**What is being asked:** Report, as a number alone, how many lines below contain the string "wheel".

(Free-text object descriptions)
>>>

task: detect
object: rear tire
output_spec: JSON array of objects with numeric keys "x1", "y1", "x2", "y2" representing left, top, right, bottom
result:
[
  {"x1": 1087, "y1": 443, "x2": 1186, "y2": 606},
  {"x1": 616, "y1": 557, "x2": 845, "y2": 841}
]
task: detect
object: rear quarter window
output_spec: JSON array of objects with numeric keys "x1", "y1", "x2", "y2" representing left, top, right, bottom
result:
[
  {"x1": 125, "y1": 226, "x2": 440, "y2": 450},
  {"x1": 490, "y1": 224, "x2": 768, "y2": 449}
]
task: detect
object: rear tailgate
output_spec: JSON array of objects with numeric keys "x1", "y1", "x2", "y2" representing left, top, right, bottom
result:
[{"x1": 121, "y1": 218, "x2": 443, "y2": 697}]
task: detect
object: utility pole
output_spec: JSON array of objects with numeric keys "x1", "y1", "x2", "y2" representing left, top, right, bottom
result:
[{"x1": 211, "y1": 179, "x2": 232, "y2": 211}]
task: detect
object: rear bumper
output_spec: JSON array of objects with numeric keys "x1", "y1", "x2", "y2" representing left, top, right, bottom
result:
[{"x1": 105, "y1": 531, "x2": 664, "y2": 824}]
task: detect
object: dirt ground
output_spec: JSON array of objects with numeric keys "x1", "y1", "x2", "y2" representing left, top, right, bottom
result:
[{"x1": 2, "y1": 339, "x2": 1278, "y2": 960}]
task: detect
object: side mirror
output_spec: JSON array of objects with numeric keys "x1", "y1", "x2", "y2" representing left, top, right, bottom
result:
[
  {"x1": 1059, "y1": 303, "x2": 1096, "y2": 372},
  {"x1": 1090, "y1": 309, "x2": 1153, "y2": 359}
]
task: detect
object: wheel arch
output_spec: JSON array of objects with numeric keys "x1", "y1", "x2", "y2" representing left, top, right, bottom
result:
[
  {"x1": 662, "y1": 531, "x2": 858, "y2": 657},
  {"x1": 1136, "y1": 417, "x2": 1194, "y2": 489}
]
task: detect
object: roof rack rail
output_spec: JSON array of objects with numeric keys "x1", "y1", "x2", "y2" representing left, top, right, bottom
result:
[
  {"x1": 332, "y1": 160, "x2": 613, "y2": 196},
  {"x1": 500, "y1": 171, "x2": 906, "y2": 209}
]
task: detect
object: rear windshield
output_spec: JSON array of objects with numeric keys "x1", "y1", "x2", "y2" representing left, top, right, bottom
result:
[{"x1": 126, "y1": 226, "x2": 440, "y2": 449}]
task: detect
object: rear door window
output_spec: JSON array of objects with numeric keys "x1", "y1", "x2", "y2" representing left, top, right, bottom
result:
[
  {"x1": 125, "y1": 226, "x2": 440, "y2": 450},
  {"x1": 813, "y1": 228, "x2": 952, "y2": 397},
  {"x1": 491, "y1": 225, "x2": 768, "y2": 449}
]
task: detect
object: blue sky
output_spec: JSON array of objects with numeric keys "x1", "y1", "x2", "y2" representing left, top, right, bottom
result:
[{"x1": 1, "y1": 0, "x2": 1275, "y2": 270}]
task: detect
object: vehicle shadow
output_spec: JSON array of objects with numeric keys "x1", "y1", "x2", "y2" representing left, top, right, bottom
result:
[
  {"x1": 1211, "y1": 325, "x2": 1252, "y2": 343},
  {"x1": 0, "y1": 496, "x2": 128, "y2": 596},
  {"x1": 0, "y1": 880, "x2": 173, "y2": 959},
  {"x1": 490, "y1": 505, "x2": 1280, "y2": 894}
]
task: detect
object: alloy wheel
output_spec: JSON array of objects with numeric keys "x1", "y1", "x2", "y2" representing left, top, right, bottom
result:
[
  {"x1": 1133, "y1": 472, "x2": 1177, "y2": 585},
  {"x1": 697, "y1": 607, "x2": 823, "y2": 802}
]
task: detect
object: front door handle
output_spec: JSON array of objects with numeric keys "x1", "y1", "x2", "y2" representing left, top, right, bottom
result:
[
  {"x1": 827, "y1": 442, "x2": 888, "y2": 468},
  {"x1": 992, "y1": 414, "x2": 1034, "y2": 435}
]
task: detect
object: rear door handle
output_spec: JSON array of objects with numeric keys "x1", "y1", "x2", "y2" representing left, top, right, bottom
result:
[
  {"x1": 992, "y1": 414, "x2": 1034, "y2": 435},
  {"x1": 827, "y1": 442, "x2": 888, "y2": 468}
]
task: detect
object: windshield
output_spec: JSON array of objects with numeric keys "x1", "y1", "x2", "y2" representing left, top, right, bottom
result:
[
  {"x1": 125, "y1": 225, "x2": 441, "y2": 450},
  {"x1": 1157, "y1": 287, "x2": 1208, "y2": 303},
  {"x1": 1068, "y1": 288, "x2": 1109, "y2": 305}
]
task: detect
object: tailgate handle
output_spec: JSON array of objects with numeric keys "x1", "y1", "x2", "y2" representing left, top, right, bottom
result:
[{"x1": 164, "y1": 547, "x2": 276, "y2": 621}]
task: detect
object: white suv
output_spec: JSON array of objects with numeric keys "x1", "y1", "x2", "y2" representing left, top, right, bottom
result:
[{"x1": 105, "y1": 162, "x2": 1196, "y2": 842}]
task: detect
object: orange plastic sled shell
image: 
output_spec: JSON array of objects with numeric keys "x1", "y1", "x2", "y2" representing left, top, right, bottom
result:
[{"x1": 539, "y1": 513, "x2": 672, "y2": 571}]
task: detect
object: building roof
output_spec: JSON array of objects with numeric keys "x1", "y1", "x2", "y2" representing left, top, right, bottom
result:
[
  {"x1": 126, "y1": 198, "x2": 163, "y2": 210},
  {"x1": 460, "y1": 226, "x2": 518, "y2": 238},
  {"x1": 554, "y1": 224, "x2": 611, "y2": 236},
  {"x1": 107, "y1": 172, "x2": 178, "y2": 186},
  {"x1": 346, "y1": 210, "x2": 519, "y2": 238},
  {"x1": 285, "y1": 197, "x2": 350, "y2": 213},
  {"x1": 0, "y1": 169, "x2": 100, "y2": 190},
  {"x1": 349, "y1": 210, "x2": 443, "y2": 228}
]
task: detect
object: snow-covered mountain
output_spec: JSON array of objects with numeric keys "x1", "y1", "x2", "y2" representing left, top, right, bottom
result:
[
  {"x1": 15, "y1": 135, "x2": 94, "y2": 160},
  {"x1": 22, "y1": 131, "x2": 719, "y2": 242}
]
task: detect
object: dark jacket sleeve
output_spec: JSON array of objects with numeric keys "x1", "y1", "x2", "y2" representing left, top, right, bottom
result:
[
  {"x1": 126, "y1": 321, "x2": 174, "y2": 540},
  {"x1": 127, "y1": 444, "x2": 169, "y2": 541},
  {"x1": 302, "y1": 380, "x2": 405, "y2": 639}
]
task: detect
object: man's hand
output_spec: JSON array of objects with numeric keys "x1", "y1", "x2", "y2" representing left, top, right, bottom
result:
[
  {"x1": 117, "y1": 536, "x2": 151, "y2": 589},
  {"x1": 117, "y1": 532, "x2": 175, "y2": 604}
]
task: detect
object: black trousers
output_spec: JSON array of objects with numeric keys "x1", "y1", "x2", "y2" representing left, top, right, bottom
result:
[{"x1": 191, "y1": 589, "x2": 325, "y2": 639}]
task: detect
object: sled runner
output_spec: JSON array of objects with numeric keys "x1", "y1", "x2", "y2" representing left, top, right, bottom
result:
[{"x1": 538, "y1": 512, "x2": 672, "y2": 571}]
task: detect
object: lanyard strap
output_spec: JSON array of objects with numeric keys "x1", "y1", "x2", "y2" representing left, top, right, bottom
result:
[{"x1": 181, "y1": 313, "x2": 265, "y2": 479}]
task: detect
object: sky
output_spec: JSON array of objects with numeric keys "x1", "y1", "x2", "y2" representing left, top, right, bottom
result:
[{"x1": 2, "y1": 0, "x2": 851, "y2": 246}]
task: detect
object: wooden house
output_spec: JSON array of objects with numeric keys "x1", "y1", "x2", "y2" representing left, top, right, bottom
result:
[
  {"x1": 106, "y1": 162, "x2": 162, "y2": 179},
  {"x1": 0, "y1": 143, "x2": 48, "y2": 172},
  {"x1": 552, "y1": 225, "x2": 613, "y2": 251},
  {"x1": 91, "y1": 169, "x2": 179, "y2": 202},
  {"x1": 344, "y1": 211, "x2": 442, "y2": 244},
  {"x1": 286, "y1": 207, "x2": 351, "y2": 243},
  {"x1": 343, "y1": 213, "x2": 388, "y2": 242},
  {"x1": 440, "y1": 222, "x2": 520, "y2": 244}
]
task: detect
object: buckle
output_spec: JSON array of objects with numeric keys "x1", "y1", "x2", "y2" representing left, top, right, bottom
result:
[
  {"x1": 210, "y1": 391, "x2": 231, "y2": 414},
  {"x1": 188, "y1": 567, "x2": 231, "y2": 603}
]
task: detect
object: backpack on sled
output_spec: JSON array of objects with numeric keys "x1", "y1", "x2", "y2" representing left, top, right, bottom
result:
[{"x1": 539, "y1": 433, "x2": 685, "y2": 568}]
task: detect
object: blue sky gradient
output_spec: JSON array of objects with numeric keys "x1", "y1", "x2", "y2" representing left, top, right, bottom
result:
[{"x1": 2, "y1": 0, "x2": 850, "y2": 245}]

<<<

**Result of this exercise:** 2